## Excerpt to read
*** Block opens ***

The Problem of Being a Writer

This piece was written in the coffee shop of the National Museum of Australia, Canberra in January 2019.

The problem with being a writer is that you see so many stories from snippets of conversation, like the ladies at the table next to me who are speaking about a person they know with mental health issues and how she tried to knock on the door but she didn’t answer and the young boy missed out on going camping. The young girl in the wheelchair, with both legs in turquoise casts to the knee, asking if she can have Facebook or Snapchat, her parents are saying no but trying not to get into a public argument. Now the old ladies beside me have moved on to how the woman got pregnant to a guy just out of jail but due to abnormalities the baby had to be aborted. The judgmental friend has decided that it was alcohol related. How did that girl in the wheelchair end up with casts on her legs- did she fall or where the holidays a convenient time to have surgery? The waitress rushes round dropping tea off at this table and then cleaning that one for the next people.

*** Block closes ***

## Exercise instructions
1. Where and when was the piece on being a writer written, according to its opening note?
2. Resume the piece on being a writer after its final sentence, keeping its observational style.

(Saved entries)
*** Block opens ***

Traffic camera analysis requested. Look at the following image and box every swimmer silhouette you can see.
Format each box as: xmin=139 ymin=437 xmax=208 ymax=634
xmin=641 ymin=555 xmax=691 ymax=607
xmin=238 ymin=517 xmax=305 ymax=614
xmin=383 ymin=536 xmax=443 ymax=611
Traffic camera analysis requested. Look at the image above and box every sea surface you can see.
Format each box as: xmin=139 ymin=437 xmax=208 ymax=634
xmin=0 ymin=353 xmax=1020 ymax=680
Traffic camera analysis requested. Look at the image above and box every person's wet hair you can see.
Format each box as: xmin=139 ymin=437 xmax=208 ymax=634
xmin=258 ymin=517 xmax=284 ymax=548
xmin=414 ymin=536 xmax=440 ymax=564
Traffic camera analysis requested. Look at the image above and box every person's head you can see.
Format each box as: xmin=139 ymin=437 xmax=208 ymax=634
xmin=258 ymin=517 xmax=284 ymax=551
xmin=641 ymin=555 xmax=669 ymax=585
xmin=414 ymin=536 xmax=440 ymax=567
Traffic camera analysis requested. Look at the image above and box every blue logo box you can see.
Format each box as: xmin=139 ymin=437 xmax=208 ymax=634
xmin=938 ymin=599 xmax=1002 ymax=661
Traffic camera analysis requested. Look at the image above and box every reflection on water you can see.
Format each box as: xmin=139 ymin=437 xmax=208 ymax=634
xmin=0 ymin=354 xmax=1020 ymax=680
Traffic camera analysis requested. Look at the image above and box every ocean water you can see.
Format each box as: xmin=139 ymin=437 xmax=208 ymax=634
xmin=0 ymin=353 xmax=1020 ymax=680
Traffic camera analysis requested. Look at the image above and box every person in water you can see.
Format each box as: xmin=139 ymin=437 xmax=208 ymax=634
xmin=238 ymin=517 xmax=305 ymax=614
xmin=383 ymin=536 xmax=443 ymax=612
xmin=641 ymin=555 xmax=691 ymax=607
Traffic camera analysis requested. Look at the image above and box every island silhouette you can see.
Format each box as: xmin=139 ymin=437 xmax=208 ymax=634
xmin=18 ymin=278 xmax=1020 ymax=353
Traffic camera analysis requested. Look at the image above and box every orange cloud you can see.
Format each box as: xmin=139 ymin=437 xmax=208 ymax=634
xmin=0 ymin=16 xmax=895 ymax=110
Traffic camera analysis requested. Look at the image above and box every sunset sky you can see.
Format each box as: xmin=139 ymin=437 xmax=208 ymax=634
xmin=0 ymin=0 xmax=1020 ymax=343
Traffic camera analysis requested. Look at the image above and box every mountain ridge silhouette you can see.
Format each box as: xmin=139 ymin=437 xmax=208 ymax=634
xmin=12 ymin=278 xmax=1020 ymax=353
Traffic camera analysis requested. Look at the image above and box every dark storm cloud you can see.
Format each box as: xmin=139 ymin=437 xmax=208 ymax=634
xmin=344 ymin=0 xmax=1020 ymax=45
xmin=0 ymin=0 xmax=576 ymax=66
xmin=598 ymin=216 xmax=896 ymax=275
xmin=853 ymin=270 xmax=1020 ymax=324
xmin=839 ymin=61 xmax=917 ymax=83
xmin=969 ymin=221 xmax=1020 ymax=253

*** Block closes ***

## Your responses
1. In the coffee shop of the National Museum of Australia, Canberra, in January 2019.

2.
Across Lake Burley Griffin the library looks stern and stately. It’s a more fitting monument than the triangular scaffolding atop the new Parliament House. The table diagonally opposite me are talking about one of their family who’s moved jobs because the boss at the current job is useless and they won’t cope without this person. I am always amazed at the arrogance of some people. Another couple have joined the crowd outside. They talk softly possibly in an Indian dialect as the rain drops get heavier. A multi colored boat meanders across the lake, its pink white and black paint jarring against the brown, green, grey and blue of the natural landscape. In front of the library there’s a car it seems to be off the road, maybe its shelter for tonight. A ute with flashing orange lights has pulled up behind it- some sort of security patrol

The Eccles cake so inviting in the cabinet has turned out to be too sweet. I’m dissappointed- it has none of the spice that mine had. At the table beside me sits a middle aged woman with a take away coffee She is engrossed in her phone; a magpie sings to us- perched on a branch. that doesn’t look big enough for him. I look at my watch and realise that I have spent an hour here, people watching, developing characters from the vignettes of life. I thank the waitress and leave – mind and body re-energised.

Stopping for coffee and cake provides sustenance and inspiration. Photo taken at the National Museum of Australia, Canberra.